▶

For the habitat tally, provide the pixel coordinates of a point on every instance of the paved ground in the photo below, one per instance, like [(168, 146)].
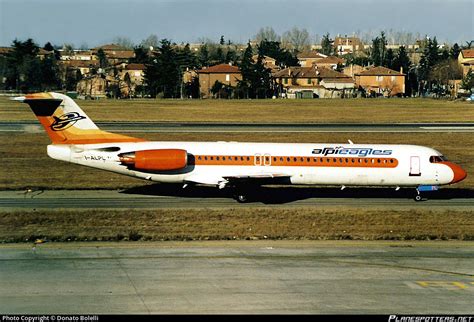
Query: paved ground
[(151, 127), (238, 277), (165, 196)]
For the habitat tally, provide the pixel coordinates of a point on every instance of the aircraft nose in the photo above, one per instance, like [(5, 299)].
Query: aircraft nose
[(458, 173)]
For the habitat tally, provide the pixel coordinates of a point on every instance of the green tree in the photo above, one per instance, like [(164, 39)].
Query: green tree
[(49, 73), (326, 45), (379, 50), (454, 52), (103, 62), (203, 55), (141, 55), (389, 59), (402, 60), (22, 66), (162, 75), (255, 77), (468, 81), (282, 56)]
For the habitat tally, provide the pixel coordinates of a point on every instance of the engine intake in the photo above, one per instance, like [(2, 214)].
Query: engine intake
[(155, 160)]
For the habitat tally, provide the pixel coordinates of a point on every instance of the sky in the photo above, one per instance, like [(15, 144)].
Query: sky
[(95, 22)]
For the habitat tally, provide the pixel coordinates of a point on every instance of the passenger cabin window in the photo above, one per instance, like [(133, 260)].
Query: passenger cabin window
[(437, 158)]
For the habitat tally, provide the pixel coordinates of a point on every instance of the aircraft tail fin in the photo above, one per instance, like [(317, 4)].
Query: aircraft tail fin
[(66, 123)]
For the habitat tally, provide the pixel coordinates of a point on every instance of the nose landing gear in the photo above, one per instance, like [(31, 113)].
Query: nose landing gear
[(421, 189)]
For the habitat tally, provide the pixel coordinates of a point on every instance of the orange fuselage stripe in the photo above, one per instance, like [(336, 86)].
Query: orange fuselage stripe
[(295, 161)]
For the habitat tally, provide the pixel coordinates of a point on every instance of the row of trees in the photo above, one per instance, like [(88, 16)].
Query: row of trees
[(22, 69)]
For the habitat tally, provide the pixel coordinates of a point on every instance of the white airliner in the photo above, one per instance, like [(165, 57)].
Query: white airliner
[(240, 166)]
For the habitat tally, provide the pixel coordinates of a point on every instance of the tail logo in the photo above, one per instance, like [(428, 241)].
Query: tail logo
[(65, 121)]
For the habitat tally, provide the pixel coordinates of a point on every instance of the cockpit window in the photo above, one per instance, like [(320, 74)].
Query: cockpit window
[(437, 158)]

◀

TASK DIRECTIONS
Transcribe the full listing character for character. Pictures are excluded.

FULL RESPONSE
For the habitat tally, provide the pixel coordinates of a point on every instance of the paved ground in the photo below, one per instance, like [(168, 146)].
Query: paved ground
[(151, 127), (238, 277), (165, 196)]
For the habitat tally, provide the pixel coordinates of a point on every instance of the aircraft nose in the photo above, one per instance, like [(5, 299)].
Query: aircraft nose
[(458, 173)]
For the habitat tally, provide the pixel coordinates of a point on every instance of the green tree in the photo above, one per instance, like [(164, 39)].
Query: green tree
[(49, 73), (326, 45), (379, 50), (454, 52), (103, 62), (203, 55), (141, 55), (389, 59), (402, 60), (22, 66), (162, 75), (255, 77), (468, 81), (282, 56)]
For the habitat tally, provide the pixel coordinates of a point on every instance of the engine intake in the photo above, one per instance, like [(2, 214)].
Query: engine intake
[(155, 160)]
For the habitat tally, provide the pixel coordinates of a point on every instance of the sky in the photo above, one per instance, like [(15, 144)].
Query: sky
[(95, 22)]
For the habitat tally, provide the pixel coordinates of a point on every instance of the passenger cabin window in the photo above, one per instance, like [(133, 260)].
Query: passenger cabin window
[(437, 158)]
For the habitat tally, provide the pixel coordinates of a point on every instance of the aircraft tail fin in the photo above, one per instance, like [(317, 4)].
Query: aircraft tail fin
[(66, 123)]
For the habitat tally, provide the pixel coordinates of a point on every instance of the nose landing gear in the photo above, one per instance, like [(31, 113)].
Query: nose landing gear
[(421, 189)]
For the habitat tally, provide the pixel coordinates of a point on every instance of the orange fuselage stripe in the photo above, one per instance, like [(336, 86)].
Query: orange fuselage stripe
[(295, 161)]
For the habitat tally, provide the pixel coordinates of a point on every instance of the row of trees in the photo above, one per instance, like [(88, 16)].
Query: row of trees
[(22, 69)]
For the habitat tally, provide the pixel coordinates of a point on every instance of the white airliner in the photo above, one per instance, like [(165, 57)].
Query: white airliner
[(240, 166)]
For the habitat tally, provide the pixel coordinates of a point on every instance of the tail logo in the photo above, one per instance, like [(428, 241)].
Query: tail logo
[(65, 121)]
For the habitat tally, provide the pixel coordinates of a point on every instance of the cockpit window in the photo above, one per instance, like [(320, 74)].
Query: cockpit window
[(437, 158)]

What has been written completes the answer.